• **Task instructions**:
1: In the essay on motherhood shown below, reproduce the passage starting at "But when you’re" and ending at "seen it coming.".
2: Answer these questions using the essay on motherhood below.
(a) What did the three-year-old scream and kick over down the childcare center hallway?
(b) What school does Abby Faith finish this Spring?
(c) What did the daughter forget after school and go back into the school to get on her own?

• **Passage shown**:
§ §
They warned me. I have no one to blame but myself for this.
They may not have been able to warn me about the time my 3-year-old pitched a fit so enormous it woke the entire childcare center at nap time. As if suddenly possessed with a burning passion for furry monsters, she screamed and kicked all the way down the endless hallway over my old Elmo doll. It was mine from my high school days and she never paid any attention to it. Until I started a new teaching job and tried to leave it for other children to play with. They don’t warn you when you’re snuggled in a hospital bed with your sweet cooing baby how they will one day be the cause of your life’s most embarrassing moments.
And they never mentioned the amount of patience it would take to help my 1st grader with her homework as she struggled with undiagnosed ADD. The agony and frustration we both felt while my six-year-old would spend hours at our kitchen table just trying to do one ‘simple’ worksheet. She’d have to turn the neighbor kids away when they came to the door to play because she was still doing her homework. How could someone so smart struggle so much with school work? No one warns you of the feelings of inadequacy and concern when you can’t teach your own child but you can command a room full of three-year olds. “She’s so smart,” they’d say. “She’s got a bright future!” They don’t tell you about the times when the house falls silent and all those doubts begin to creep into your mind. Any confident strides you may have made that very afternoon with time managing the homework demons sink deep with sorrowful sighs into your pillow.
But this? Seems even strangers warned me about this:
“They grow up so fast.”
But when you’re in the trenches it’s hard to see the horizon.
“Don’t blink. Before you know it they’ll be grown and gone.”
It’s hard to hear that over your kicking, screaming, Elmo-obsessed three-year-old.
“Cherish the time you have with them now. Soon they won’t want anything to do with you.”
Somehow cherishing doesn’t seem to fit in the same realm as crying over 1st grade math.
And yet here I am wishing I had listened to them.
Both of my girls have milestones this Spring. I am not sure how I missed this when I signed up to be their mom. Abby Faith finishes middle school, and Lucy will be spreading her wings and flying from the safety of her elementary school nest. This year they stacked the deck against me. I should have seen it coming.
They warned me after all.
I find myself weeping over the most common of scenarios. Like when my tiny baby girl forgets her English book after school. And this time she doesn’t need me to go with her back into the school to get it. I literally sobbed in the car while I waited for her to return. She looked so grown up! But I wiped my tears and gathered my composure before she returned. She wouldn’t understand. And if I warned her now about how this whole Mothering gig goes down, she wouldn’t listen. Just like her mom.
Or when my sweetest baby-faced child suddenly wants to trade in her Disney princess dress-up dress and go shopping for a dress to wear to her school semi-formal dance I lock myself in the bathroom for several minutes and just pray for time to stand still. Tomorrow she’ll ask to go shopping for a wedding dress. That will be an entire tear-stained blog post in itself!
Some days I feel like I just won’t make it. Some days I just feel like it’s not fair at all the way this life works. You pour every ounce of love from the very essence of yourself into someone just to give them away. And you pray that whomever you give them to will love them as much as you do or more. I want to believe that’s true. There’s got to be some hope in that. But, I really don’t think there’s any love deeper, stronger or more poignant than that of a mother for her child. We loved them first after all. Before a name, a face and a birthday. We loved them first.
So excuse me if I get emotional over high school registration forms and 5th grade ceremonies. Because the time I have with them to do their hair and talk about boys will one day come to an end.
But my love for them goes on forever.
§ §
• **Excerpted data**:
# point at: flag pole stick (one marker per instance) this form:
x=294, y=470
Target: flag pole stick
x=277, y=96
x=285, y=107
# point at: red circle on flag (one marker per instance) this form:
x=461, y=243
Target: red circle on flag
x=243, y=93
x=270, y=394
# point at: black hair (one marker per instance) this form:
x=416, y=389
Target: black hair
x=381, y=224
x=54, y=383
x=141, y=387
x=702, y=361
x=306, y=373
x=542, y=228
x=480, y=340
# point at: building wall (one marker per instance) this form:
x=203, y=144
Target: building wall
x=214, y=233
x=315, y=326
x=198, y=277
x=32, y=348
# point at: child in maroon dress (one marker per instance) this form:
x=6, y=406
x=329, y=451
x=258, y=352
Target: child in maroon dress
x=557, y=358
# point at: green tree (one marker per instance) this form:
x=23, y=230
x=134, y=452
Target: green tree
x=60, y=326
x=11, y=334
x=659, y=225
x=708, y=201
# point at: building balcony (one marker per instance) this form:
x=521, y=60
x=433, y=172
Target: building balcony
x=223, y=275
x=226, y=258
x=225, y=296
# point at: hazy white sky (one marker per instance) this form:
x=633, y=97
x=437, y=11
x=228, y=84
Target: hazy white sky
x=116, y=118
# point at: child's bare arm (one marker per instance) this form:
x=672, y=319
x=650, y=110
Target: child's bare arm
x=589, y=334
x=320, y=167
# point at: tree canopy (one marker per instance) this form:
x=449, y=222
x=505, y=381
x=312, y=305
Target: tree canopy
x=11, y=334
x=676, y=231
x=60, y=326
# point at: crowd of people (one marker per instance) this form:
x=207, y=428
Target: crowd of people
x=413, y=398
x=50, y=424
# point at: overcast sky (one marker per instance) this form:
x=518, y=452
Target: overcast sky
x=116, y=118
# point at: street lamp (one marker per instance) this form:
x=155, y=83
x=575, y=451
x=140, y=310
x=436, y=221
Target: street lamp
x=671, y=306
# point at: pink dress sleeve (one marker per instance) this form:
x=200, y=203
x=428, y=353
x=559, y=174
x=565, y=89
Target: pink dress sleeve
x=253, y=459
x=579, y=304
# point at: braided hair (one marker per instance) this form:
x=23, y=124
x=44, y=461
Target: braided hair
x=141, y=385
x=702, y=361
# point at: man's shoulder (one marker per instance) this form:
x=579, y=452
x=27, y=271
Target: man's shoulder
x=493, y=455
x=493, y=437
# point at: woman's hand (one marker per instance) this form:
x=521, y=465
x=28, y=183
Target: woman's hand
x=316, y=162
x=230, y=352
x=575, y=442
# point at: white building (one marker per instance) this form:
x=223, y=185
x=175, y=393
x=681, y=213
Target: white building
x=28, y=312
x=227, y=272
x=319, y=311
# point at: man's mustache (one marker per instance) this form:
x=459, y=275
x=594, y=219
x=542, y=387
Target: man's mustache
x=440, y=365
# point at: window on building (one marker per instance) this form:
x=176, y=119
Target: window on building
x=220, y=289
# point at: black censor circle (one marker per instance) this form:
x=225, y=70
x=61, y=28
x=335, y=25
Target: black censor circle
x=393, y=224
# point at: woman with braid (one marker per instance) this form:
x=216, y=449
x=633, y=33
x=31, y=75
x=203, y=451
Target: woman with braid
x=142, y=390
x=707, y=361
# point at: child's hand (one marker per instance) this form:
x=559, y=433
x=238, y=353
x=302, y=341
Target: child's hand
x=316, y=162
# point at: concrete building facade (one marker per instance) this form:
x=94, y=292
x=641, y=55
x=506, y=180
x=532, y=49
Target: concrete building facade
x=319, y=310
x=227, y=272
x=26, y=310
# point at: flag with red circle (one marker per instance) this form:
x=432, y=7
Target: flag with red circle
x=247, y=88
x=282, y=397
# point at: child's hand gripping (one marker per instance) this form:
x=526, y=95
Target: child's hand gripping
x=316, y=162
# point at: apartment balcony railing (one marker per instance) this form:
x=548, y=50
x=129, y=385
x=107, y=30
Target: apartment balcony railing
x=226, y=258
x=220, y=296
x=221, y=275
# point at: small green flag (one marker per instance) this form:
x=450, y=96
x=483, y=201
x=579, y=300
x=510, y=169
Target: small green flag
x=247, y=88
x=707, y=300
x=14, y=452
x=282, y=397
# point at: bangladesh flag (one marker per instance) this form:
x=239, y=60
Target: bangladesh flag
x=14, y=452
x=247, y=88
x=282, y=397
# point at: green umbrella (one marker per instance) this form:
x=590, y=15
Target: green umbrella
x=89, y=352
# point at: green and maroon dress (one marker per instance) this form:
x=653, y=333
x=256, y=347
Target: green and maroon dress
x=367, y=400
§ §
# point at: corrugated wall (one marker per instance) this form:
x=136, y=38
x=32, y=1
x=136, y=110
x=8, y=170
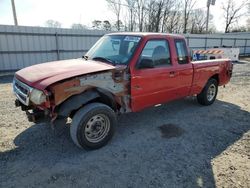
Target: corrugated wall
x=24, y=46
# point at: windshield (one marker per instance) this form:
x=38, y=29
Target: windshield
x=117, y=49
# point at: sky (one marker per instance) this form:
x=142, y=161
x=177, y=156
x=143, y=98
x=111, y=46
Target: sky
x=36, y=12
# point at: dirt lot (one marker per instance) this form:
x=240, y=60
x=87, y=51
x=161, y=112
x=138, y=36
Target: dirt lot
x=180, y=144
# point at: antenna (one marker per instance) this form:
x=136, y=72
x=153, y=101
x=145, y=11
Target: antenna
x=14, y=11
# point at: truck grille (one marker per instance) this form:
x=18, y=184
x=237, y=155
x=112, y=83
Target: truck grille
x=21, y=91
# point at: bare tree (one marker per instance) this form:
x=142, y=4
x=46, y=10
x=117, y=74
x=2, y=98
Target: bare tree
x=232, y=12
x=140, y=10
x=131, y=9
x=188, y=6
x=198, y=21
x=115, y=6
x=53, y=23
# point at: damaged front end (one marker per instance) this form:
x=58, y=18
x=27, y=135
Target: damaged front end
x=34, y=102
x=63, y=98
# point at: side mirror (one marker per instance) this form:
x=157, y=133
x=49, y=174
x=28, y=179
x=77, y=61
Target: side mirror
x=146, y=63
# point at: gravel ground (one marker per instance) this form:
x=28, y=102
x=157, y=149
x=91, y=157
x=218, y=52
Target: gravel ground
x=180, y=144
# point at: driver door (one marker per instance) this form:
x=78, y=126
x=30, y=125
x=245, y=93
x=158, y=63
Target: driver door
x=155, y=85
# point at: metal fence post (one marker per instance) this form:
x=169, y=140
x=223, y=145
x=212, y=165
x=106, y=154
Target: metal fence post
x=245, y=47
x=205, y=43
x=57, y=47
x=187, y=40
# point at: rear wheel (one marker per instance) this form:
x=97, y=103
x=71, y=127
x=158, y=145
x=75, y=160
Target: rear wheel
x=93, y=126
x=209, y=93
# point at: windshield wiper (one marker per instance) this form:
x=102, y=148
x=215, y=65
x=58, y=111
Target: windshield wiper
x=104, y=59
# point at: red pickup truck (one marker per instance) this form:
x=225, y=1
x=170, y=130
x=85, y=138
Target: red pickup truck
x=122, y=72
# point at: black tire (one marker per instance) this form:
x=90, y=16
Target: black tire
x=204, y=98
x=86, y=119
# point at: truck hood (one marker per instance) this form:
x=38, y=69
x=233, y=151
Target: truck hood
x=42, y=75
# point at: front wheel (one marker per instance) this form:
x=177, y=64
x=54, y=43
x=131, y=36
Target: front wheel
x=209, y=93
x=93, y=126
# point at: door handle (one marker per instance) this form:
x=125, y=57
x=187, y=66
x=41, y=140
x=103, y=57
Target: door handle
§ §
• **Exercise responses**:
1:
But when you’re in the trenches it’s hard to see the horizon.
“Don’t blink. Before you know it they’ll be grown and gone.”
It’s hard to hear that over your kicking, screaming, Elmo-obsessed three-year-old.
“Cherish the time you have with them now. Soon they won’t want anything to do with you.”
Somehow cherishing doesn’t seem to fit in the same realm as crying over 1st grade math.
And yet here I am wishing I had listened to them.
Both of my girls have milestones this Spring. I am not sure how I missed this when I signed up to be their mom. Abby Faith finishes middle school, and Lucy will be spreading her wings and flying from the safety of her elementary school nest. This year they stacked the deck against me. I should have seen it coming.

2:
(a) The author's old Elmo doll from high school.
(b) Middle school.
(c) Her English book.